▸ Exercise details
Please copy, exactly as they appear below, the lines from the one containing "positive clicks: (352, 148) (344, 183)" through the one containing "box: [342, 147, 353, 209]".

[[ Materials provided, beginning ]]

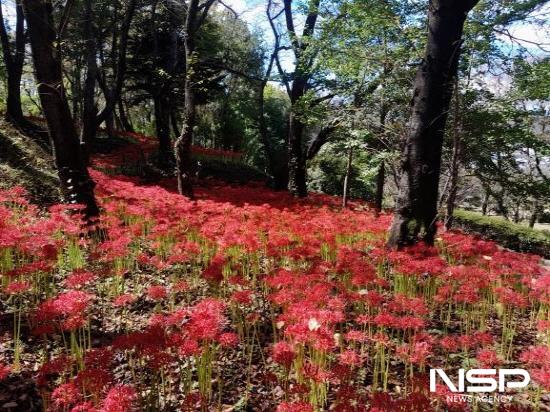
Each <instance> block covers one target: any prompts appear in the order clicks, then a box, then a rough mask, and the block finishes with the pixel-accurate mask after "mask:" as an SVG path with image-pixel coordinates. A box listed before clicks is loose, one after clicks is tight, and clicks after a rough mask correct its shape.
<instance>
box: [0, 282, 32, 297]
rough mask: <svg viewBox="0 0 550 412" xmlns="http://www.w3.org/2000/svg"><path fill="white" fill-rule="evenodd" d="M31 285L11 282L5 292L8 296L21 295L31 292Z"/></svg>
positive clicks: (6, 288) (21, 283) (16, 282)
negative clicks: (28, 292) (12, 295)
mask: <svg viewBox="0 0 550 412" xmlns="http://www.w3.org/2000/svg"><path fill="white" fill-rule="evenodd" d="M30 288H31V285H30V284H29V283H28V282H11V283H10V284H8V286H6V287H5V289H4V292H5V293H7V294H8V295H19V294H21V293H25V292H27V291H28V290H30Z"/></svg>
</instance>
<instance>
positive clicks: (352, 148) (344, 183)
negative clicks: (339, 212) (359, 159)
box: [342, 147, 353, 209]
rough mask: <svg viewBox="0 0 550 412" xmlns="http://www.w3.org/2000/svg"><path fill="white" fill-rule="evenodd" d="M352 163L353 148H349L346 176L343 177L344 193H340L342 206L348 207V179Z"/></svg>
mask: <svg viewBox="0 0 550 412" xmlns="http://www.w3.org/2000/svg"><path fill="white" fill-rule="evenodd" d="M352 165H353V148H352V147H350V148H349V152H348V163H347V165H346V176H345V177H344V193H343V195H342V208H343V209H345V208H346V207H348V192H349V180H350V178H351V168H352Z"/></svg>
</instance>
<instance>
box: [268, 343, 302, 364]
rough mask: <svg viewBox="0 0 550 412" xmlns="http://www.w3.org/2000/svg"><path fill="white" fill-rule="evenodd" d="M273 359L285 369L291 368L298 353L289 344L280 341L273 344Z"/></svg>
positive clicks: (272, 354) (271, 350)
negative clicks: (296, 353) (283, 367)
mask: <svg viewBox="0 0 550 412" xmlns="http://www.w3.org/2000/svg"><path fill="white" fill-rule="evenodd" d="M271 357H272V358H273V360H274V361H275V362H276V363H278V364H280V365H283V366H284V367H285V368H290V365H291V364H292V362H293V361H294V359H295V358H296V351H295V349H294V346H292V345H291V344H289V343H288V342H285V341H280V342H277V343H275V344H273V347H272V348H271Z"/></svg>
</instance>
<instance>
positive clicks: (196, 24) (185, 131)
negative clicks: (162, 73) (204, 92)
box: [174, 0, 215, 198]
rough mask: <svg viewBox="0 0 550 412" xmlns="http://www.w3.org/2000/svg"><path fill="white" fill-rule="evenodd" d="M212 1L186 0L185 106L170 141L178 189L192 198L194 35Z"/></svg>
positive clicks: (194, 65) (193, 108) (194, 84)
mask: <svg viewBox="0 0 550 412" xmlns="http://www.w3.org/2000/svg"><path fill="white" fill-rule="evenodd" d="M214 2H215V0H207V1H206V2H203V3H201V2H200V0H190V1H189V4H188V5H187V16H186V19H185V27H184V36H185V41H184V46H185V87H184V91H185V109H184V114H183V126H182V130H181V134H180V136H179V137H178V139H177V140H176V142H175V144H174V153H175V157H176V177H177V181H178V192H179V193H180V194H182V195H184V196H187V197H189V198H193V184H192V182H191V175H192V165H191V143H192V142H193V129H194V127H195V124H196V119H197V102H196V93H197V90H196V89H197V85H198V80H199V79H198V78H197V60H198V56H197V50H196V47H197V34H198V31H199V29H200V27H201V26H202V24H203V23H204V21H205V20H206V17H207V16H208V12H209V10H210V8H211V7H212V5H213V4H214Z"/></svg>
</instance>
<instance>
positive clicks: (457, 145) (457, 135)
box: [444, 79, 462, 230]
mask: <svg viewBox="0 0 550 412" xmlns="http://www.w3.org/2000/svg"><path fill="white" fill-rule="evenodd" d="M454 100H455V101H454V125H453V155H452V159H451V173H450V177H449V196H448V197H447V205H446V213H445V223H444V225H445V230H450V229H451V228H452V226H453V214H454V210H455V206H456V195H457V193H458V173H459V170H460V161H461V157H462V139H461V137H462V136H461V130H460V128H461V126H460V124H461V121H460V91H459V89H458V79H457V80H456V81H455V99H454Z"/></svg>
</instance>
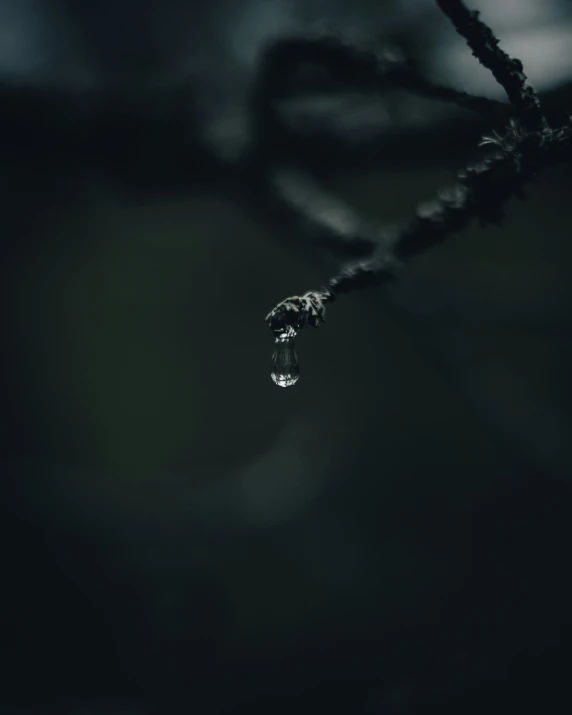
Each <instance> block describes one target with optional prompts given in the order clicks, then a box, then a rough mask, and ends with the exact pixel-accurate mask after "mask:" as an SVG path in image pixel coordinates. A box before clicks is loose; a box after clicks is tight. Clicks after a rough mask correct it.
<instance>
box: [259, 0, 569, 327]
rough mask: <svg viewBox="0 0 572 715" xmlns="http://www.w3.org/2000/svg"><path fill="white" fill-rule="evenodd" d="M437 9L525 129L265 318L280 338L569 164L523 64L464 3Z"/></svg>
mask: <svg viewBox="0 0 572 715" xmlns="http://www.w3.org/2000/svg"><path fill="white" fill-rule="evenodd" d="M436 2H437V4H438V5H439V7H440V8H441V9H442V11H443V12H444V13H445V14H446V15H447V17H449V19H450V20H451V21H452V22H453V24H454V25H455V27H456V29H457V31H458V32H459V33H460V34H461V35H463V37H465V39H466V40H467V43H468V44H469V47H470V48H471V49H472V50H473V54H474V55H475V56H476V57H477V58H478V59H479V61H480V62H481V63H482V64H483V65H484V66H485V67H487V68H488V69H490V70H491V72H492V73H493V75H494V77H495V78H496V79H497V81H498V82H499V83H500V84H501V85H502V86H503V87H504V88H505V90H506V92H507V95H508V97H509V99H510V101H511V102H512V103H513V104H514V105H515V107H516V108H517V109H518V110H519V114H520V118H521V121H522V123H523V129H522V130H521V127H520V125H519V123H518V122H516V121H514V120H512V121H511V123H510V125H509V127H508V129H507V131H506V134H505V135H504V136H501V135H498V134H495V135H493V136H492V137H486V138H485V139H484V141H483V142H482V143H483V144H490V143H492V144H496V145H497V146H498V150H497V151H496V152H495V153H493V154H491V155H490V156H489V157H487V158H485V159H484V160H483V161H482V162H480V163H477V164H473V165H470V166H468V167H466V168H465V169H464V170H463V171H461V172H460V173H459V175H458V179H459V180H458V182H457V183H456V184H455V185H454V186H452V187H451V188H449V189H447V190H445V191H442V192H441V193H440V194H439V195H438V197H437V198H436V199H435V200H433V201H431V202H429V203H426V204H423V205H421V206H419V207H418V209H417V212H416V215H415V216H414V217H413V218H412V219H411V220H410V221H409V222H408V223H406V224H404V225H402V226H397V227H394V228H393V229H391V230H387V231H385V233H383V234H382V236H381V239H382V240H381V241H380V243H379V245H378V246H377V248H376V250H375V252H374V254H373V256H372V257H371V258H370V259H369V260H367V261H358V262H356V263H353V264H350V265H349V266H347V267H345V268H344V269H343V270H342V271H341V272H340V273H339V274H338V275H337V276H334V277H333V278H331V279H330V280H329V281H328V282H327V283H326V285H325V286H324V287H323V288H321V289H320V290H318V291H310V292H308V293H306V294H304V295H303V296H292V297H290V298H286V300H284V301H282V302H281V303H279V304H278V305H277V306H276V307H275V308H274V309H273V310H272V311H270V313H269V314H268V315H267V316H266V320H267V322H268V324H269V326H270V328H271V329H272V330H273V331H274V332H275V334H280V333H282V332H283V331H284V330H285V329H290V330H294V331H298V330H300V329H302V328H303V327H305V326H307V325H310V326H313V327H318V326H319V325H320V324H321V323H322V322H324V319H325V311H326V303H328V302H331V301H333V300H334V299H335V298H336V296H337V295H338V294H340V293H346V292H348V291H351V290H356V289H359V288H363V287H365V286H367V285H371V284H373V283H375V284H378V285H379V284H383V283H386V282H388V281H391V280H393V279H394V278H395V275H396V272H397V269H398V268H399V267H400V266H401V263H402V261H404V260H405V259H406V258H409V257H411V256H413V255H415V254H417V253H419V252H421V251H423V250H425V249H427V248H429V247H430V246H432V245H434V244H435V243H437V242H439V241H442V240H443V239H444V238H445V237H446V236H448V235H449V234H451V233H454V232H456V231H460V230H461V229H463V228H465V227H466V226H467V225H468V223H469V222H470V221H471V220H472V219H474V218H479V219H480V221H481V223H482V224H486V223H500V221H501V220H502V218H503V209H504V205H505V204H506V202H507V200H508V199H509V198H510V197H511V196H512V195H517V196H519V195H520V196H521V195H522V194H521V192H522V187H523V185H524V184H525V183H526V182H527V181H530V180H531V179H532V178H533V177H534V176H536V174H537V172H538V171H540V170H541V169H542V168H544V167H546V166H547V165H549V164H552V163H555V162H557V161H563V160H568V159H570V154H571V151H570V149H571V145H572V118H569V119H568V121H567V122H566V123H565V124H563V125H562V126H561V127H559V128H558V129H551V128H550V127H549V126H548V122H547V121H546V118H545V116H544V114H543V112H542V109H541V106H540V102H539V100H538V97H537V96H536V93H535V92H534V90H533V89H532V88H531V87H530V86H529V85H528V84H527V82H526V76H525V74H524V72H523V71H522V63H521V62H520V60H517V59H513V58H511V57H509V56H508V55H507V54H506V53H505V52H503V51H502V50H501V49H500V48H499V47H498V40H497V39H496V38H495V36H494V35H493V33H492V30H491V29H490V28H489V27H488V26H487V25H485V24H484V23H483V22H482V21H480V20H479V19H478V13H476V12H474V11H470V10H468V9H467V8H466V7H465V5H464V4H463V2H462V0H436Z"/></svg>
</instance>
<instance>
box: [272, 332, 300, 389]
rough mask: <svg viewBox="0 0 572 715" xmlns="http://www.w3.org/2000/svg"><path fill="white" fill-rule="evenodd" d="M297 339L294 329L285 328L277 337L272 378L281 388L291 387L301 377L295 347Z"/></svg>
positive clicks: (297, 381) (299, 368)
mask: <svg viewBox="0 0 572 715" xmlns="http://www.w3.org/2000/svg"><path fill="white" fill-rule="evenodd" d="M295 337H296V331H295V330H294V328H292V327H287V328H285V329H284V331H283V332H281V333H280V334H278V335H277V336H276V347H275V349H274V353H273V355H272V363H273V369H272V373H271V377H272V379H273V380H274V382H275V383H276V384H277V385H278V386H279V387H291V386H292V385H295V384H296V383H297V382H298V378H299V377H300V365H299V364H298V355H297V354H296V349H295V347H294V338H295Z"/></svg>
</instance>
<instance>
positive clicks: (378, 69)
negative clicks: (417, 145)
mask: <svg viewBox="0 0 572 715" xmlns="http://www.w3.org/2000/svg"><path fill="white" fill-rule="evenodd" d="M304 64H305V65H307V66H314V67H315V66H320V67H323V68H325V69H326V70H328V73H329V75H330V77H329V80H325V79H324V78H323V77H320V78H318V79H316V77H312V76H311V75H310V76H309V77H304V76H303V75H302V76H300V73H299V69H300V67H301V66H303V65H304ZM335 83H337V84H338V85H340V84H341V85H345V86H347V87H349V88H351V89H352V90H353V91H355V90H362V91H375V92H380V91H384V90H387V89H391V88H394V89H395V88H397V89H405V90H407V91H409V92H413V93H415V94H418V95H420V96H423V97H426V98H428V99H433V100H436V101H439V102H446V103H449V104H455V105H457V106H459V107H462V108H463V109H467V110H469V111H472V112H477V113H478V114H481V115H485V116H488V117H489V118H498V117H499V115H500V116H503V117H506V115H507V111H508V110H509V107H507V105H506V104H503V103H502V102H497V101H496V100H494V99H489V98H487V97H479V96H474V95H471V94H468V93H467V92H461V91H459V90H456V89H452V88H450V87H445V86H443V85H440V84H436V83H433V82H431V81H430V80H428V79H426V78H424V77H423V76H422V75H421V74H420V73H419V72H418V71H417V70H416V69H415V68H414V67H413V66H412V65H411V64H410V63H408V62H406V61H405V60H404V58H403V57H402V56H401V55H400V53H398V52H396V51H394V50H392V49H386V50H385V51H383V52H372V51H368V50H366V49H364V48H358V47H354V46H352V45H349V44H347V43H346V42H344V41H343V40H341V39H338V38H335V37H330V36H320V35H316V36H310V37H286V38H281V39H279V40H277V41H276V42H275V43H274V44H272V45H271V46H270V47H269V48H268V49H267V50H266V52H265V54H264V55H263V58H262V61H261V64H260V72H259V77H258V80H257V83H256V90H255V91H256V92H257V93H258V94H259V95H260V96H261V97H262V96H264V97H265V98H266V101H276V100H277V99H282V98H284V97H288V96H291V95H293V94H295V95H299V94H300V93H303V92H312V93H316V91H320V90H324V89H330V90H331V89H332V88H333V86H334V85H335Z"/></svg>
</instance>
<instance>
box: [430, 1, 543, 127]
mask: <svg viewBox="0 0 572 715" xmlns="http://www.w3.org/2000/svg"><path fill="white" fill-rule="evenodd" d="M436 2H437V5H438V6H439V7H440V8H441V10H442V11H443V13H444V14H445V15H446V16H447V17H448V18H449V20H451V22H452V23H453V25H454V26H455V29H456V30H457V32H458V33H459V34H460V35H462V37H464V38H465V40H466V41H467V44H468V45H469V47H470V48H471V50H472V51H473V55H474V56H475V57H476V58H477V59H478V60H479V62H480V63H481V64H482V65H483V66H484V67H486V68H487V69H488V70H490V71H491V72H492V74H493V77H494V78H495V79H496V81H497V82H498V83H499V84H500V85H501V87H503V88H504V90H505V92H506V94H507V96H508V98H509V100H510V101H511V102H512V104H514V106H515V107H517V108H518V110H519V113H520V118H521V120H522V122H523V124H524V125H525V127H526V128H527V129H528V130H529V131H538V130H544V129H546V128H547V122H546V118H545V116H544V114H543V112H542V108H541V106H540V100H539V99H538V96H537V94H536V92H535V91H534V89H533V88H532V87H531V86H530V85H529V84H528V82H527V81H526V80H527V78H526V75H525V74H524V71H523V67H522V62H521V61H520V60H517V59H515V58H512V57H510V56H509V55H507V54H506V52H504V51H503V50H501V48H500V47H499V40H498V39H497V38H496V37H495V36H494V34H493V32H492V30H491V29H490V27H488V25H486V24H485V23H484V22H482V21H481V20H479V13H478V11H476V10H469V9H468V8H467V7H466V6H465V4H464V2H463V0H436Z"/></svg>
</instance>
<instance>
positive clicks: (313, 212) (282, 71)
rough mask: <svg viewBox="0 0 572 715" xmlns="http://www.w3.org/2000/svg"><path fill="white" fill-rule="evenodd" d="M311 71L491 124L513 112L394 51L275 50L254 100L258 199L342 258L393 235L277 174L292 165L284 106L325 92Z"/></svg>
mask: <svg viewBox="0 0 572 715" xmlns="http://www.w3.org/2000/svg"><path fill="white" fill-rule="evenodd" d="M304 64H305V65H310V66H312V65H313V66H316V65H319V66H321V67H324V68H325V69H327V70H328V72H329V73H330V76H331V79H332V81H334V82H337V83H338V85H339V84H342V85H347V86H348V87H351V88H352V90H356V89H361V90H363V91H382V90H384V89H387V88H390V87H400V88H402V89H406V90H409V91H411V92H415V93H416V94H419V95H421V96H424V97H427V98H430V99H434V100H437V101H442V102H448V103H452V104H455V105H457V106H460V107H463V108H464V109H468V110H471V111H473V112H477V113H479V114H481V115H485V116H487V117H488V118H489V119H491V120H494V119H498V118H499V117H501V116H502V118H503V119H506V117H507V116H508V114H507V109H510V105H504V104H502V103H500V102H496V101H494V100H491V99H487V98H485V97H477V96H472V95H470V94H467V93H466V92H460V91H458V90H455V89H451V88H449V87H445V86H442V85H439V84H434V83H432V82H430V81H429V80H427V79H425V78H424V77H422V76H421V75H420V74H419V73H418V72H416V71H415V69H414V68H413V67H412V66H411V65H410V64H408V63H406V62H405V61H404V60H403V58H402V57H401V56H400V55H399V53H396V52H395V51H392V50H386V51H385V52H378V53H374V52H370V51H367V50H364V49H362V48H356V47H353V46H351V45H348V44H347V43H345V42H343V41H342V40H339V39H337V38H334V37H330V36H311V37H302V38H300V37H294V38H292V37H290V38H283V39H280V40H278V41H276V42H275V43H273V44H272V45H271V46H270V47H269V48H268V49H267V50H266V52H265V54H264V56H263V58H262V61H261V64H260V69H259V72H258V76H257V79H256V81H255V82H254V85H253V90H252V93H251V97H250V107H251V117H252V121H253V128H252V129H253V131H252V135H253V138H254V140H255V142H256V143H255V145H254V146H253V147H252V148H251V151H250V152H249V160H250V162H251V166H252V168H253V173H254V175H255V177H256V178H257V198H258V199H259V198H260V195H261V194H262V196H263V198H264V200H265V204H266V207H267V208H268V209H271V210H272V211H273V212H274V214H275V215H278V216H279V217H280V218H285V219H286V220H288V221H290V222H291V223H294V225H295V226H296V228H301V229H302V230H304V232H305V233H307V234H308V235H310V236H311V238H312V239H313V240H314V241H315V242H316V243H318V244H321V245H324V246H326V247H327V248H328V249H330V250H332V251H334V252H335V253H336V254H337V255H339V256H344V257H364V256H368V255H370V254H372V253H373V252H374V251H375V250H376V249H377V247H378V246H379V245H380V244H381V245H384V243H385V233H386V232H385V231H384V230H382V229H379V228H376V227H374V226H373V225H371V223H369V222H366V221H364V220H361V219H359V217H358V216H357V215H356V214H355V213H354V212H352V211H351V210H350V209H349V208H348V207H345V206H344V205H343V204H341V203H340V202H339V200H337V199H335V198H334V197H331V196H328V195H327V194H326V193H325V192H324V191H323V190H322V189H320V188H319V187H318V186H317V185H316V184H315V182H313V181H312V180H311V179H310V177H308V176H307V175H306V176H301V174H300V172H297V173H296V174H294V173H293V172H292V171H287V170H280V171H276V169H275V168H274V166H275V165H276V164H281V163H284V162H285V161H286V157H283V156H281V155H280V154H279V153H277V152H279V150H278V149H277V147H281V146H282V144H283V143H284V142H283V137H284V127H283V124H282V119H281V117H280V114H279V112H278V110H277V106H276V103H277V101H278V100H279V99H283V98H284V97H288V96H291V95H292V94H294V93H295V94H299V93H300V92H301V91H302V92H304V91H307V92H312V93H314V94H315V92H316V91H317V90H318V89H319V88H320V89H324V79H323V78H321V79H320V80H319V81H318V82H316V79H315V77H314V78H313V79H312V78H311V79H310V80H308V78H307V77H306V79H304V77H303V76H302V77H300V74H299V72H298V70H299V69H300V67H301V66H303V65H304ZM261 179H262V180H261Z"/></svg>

[[ Materials provided, end ]]

▸ Answer section
positive clicks: (352, 148) (344, 183)
negative clicks: (339, 212) (359, 159)
box: [342, 147, 353, 209]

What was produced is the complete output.